Defendants attempt to distinguish Fireman's Fund on the ground that they settled with Whitman before the Avila and Arlich actions were filed, while the settlement in Fireman's Fund was reached only after the underlying suit commenced. It is a distinction without a difference. Neither the language nor reasoning of Fireman's Fund suggests that a settling insurer is only responsible for contribution to another for costs of defending cases pending at the time of settlement. Defendants also suggest that, unlike Fireman's Fund, they never had a contemporaneous "equal obligation" with Wausau to their insured. (4) But defendants' obligation to their insured arose long ago: long before the Jensen-Kelly releases and the Avila and Arlich actions were filed. ( Fireman's Fund, supra, 65 Cal.App.4th at p. 1304 ["Primary coverage provides immediate coverage upon the `occurrence' of a `loss' or the `happening' of an `event' giving rise to liability"]; see generally Montrose Chemical Corp. v. Admiral Ins. Co., supra, 10 Cal.4th 645 [analyzing "trigger of coverage" question in context of continuous or progressive injury from environmental contamination].) At the time of loss, each insurer had a potential obligation to defend and indemnify Whitman against claims that might arise from a toxic discharge. We are not persuaded that defendants' equitable obligation to share the cost of that defense depends on whether they settled with their insured before, or after, the Avila and Arlich suits were filed.

Moreover, the settlement agreements reflect that the policies were modified, but not rescinded by any settlement. Except as modified by the agreement, the policies "remain in effect."

Defendants' attempt to characterize Wausau as akin to a third party beneficiary whose rights were terminated by their settlements and release with their insured is also unpersuasive. The right to equitable contribution is grounded not in contract, but in equity. "`As a matter of equity, insurers of the "same risk" may sue each other for contribution. [Citations.] This right is not a matter of contract, but flows "`from equitable principles designed to accomplish ultimate justice in the bearing of a specific burden.'"'" ( Fireman's Fund, supra, 65 Cal.App.4th at pp. 1294-1295.) Wausau's right to contribution is a direct right independent of Whitman's contractual rights under defendant's insurance policies ( id. at pp. 1301-1302), and is not subject to third party beneficiary principles.

■ Tasks to perform ■
A – Translate the sentence "It is a distinction without a difference." from the excerpt on equitable contribution into Spanish.
B – Give the excerpt on equitable contribution again, starting at "Defendants' attempt to" and ending at "party beneficiary principles.", and switch "equity" to "fairness".
C – What does the excerpt on equitable contribution say the right to equitable contribution is grounded in?

■ Data section ■
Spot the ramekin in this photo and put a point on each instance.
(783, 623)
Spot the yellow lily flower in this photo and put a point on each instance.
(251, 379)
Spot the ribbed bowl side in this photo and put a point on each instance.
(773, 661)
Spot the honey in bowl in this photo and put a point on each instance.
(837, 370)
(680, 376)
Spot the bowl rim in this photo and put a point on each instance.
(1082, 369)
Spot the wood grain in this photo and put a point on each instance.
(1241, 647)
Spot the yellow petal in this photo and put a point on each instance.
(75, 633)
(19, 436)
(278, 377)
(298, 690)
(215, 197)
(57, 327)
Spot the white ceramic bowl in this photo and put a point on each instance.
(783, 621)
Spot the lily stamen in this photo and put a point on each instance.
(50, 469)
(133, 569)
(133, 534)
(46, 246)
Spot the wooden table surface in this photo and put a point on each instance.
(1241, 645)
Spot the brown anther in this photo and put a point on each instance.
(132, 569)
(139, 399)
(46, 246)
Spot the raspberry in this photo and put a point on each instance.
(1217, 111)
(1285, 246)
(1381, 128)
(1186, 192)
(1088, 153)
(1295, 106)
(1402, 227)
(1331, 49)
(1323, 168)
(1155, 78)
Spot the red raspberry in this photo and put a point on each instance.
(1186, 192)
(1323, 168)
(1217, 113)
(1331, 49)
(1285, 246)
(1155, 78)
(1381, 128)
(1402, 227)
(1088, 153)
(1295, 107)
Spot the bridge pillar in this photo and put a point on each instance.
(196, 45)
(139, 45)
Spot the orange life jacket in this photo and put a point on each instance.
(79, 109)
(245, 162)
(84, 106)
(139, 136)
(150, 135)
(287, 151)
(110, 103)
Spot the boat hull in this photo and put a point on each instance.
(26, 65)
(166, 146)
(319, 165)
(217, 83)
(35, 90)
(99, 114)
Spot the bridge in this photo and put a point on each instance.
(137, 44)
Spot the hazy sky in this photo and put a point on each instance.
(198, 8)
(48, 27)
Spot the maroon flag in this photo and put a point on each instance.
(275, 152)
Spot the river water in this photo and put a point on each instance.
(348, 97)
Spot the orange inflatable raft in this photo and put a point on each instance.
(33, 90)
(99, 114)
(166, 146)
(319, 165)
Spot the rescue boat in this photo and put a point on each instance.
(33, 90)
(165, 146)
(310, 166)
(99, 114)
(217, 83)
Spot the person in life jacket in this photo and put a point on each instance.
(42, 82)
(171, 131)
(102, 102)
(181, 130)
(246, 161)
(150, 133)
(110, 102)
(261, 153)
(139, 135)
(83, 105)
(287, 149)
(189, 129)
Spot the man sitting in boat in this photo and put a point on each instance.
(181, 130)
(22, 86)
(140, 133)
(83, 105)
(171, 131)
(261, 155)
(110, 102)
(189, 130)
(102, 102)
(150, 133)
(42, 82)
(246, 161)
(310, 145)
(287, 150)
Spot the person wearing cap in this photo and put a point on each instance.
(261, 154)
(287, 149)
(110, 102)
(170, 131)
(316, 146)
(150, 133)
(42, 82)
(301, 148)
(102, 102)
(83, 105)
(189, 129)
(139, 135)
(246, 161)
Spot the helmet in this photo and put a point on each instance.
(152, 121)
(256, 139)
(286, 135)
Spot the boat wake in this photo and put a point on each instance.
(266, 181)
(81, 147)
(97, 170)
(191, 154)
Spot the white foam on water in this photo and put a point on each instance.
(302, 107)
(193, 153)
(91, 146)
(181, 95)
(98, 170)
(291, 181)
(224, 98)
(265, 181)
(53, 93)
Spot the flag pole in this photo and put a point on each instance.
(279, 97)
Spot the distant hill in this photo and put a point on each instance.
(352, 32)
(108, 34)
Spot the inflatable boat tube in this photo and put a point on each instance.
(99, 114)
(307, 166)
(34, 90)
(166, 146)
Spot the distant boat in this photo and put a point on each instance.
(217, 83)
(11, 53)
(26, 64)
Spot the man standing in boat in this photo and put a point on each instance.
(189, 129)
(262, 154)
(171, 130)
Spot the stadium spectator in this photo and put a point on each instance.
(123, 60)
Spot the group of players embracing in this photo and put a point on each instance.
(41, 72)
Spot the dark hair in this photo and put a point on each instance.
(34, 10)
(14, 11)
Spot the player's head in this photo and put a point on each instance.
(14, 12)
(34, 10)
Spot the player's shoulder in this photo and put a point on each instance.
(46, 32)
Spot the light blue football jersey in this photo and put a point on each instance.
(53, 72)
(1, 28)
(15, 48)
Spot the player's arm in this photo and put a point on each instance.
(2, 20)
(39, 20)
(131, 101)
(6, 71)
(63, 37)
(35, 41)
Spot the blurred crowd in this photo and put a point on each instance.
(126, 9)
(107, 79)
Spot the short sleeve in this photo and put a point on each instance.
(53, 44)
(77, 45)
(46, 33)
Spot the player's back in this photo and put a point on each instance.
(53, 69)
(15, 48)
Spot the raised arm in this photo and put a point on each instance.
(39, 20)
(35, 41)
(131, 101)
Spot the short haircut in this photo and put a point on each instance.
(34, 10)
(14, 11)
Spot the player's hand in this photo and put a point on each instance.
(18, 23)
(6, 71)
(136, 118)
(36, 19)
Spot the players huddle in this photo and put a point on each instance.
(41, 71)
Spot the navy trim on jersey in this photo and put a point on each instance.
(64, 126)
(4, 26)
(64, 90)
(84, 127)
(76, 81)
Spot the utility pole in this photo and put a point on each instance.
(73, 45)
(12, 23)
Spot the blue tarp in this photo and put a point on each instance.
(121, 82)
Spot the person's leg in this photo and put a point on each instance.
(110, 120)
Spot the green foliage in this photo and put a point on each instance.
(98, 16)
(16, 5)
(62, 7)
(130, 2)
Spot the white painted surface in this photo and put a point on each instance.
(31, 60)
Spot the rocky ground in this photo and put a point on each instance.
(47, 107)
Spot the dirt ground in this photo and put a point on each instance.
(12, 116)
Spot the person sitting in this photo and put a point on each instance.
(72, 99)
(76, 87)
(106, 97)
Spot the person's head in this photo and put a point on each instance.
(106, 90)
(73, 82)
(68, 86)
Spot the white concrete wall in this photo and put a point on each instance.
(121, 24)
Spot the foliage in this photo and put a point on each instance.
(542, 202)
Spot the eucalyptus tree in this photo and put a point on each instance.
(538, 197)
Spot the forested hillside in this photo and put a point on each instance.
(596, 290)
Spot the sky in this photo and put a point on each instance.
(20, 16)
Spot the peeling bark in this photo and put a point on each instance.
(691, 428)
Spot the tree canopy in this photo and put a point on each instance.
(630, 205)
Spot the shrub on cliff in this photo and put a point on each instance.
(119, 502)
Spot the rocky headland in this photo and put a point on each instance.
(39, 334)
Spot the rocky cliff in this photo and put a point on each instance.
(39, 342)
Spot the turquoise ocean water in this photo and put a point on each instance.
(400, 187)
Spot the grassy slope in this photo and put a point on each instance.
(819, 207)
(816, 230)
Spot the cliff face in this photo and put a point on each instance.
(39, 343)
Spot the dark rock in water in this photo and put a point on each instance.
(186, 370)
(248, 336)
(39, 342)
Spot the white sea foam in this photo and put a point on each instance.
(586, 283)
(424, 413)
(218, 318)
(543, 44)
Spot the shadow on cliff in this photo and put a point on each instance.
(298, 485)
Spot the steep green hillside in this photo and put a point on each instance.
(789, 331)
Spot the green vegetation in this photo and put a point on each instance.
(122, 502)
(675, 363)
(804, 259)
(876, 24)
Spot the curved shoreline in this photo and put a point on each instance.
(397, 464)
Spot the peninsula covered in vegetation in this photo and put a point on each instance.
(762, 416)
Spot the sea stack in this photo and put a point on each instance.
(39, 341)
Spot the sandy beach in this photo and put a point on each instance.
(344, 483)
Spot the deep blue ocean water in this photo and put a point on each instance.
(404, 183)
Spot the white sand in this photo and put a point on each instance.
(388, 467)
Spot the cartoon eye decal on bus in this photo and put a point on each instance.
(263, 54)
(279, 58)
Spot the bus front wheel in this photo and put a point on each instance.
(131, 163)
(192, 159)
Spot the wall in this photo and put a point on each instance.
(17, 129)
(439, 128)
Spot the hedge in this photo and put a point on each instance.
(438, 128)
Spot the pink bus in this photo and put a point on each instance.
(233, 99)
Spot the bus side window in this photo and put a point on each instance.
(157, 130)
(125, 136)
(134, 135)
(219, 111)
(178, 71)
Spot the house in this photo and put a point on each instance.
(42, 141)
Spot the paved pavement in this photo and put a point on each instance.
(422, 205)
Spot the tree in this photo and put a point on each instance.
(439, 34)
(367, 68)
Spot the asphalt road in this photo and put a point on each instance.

■ Exercise results ■
A – Es una distinción sin diferencia.

B –
Defendants' attempt to characterize Wausau as akin to a third party beneficiary whose rights were terminated by their settlements and release with their insured is also unpersuasive. The right to equitable contribution is grounded not in contract, but in fairness. "`As a matter of fairness, insurers of the "same risk" may sue each other for contribution. [Citations.] This right is not a matter of contract, but flows "`from equitable principles designed to accomplish ultimate justice in the bearing of a specific burden.'"'" ( Fireman's Fund, supra, 65 Cal.App.4th at pp. 1294-1295.) Wausau's right to contribution is a direct right independent of Whitman's contractual rights under defendant's insurance policies ( id. at pp. 1301-1302), and is not subject to third party beneficiary principles.

C – It is grounded not in contract, but in equity.